(Texte donné):
Temps de lecture  8 minutes

Par : La Rédaction

La relation entre l’Union européenne (UE) et les outre-mer n’a cessé de se développer depuis le traité de Rome de 1957.
L’UE distingue deux catégories de territoires : les régions ultrapériphériques (RUP) et les pays et territoires d’outre-mer (PTOM) dont le degré d’autonomie à l’égard de l’Union est plus important.

RUP et PTOM : deux statuts différenciés

Selon leurs spécificités, les outre-mer sont classés dans l’une ou l’autre catégorie. La France est le seul pays européen à compter des RUP et des PTOM.

Les RUP : des territoires intégrés

Le traité d’Amsterdam du 1er mai 1999 pose le fondement juridique des régions ultrapériphériques. Le traité de Lisbonne du 1er décembre 2009 les intègre au traité de fonctionnement de l’Union européenne (TFUE). Les RUP sont pleinement intégrées au marché intérieur et sont soumises à un cadre juridique quasiment identique au droit commun.

Six RUP françaises sont reconnues : Saint-Martin, la Martinique, La Réunion, Mayotte, la Guadeloupe, et la Guyane.

Pour atténuer certains effets contraignants dus à l’intégration au marché commun (règles assurant la libre circulation, procédures de décision en matière de politiques communes comme par exemple les limitations de l’exploitation des ressources halieutiques), l’UE a mis en place des outils spécifiques pour ces territoires. Ainsi, elle adapte sa législation aux impératifs de développement :

  • par le maintien de l’octroi de mer ;
  • par des taux de cofinancement supérieurs à ceux applicables sur le continent européen ;
  • par une allocation spécifique de compensation des handicaps dus à l’éloignement (au titre de la politique régionale) ;
  • par des dérogations aux règles du marché commun en matière d’aides d’État.

L’UE dirige une partie des fonds européens structurels et d’investissement (FESI) vers les régions ultrapériphériques. Elles bénéficient notamment de la politique agricole commune et des aides à la pêche maritime.

Toutes aides confondues, l’ensemble des RUP a touché plus de 11 milliards d’euros pour la période 2007-2013 et près de 13 milliards d’euros pour la période 2014-2020. Sur l’ensemble de son territoire, l’Union européenne attribue près de 450 milliards d’euros aux fonds structurels sur la période 2014-2020. Entre 2021 et 2027, un financement supplémentaire de 1,9 milliard d'euros est alloué aux RUP au titre du Fonds européen de développement régional (FEDER). Ce financement était de 5 milliards d'euros pour la période 2014-2020.

Les PTOM : des territoires associés

Les pays et territoires d’outre-mer (PTOM) ne sont pas intégrés à l’Union européenne mais ils bénéficient d’un régime d’association. Leurs citoyens disposent cependant d’un passeport de l’UE.

Actuellement, pour la France, ces territoires sont les suivants : la Nouvelle-Calédonie, la Polynésie française, Saint-Pierre-et-Miquelon, les Terres australes et antarctiques françaises, Wallis-et-Futuna et Saint-Barthélemy.

(Consigne a):
Sélectionnez et recopiez chaque ligne des enregistrements où figure le mot « pebble ».
Les enregistrements n'ont aucun lien avec le texte sur l'UE et les outre-mer.

(Données fournies):
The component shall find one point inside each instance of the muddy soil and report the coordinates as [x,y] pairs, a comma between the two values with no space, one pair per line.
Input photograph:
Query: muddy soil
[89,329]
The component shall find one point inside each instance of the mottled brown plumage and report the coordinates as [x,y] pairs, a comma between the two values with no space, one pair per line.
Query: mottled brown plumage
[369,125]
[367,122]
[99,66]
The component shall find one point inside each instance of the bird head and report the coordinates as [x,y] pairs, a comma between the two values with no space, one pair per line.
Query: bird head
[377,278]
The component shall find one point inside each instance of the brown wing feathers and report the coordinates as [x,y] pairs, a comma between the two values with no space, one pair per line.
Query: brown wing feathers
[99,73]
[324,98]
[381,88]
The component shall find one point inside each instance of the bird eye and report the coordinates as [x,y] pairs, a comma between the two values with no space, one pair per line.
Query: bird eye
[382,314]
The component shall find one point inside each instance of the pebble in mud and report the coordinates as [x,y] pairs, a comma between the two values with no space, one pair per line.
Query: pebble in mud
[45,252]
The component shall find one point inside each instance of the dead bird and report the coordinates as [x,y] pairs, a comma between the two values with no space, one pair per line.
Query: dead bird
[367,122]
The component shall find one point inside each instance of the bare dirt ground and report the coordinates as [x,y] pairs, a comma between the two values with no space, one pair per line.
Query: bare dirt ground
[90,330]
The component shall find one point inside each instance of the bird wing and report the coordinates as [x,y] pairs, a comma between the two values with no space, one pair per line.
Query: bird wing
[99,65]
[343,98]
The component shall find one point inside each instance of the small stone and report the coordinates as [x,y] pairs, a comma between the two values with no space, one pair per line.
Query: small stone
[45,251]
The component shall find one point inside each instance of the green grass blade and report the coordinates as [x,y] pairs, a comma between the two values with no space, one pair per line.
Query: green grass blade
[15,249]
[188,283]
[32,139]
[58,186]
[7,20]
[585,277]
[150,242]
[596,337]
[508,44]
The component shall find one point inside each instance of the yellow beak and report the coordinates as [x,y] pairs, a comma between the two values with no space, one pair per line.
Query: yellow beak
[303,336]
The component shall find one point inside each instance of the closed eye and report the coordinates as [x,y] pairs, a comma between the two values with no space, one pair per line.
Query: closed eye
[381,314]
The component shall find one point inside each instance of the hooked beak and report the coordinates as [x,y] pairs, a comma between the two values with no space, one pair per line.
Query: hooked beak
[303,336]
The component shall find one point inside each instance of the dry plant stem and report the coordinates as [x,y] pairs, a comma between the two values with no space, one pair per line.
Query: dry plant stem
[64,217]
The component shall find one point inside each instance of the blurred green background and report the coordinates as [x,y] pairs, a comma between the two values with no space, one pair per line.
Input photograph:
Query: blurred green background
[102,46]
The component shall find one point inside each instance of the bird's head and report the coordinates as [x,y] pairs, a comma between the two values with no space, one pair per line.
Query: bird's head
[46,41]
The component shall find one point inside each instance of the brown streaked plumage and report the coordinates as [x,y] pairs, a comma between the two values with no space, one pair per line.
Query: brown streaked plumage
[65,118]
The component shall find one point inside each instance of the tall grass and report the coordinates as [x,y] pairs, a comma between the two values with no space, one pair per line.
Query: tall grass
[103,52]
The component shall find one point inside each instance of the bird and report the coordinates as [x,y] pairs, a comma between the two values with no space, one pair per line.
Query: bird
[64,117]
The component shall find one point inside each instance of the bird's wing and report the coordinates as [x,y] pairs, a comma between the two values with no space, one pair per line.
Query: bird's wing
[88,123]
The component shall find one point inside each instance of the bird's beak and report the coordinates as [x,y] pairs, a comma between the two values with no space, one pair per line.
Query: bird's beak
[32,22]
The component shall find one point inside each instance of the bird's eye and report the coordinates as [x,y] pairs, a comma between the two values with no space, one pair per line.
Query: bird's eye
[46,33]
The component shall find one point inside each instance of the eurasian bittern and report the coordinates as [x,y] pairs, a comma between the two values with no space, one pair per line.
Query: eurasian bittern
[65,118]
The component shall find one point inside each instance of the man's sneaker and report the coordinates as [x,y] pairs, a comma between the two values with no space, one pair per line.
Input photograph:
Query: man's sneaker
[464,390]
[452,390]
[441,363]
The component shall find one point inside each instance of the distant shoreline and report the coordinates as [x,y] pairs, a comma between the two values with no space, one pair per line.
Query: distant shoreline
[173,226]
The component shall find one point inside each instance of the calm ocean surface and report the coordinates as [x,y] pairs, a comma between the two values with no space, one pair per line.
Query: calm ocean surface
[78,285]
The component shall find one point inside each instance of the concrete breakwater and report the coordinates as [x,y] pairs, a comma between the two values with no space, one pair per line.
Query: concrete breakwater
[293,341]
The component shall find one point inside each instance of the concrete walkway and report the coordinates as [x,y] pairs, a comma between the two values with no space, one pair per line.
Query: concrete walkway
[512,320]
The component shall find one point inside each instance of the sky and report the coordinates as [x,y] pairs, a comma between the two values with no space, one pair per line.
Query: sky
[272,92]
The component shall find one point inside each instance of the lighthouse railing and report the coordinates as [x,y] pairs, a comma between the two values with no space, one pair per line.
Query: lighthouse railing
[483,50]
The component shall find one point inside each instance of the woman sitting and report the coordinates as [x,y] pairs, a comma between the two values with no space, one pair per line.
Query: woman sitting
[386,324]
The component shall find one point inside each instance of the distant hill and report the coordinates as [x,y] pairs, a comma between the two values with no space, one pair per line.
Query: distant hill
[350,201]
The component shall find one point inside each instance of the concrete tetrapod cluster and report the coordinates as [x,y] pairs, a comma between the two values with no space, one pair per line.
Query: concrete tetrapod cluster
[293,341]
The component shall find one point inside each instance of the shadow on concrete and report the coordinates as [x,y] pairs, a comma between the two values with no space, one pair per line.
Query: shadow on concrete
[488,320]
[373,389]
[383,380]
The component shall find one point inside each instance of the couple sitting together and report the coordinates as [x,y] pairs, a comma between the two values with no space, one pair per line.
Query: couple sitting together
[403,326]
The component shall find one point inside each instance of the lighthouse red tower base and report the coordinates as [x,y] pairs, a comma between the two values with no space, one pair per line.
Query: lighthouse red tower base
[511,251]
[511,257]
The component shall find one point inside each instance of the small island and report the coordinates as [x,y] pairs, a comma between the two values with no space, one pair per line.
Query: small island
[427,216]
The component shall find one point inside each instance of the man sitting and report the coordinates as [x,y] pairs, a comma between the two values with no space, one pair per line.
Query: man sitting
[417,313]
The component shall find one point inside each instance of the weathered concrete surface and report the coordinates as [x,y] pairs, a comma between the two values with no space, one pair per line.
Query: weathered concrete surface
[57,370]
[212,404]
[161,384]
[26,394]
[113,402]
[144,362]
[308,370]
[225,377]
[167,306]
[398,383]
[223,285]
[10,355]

(Consigne b):
Selon le texte sur l'UE et les outre-mer, quel traité pose le fondement juridique des régions ultrapériphériques ?

(Réponse a):
The component shall find one point inside each instance of the pebble in mud and report the coordinates as [x,y] pairs, a comma between the two values with no space, one pair per line.
Query: pebble in mud

(Réponse b):
Le traité d'Amsterdam du 1er mai 1999.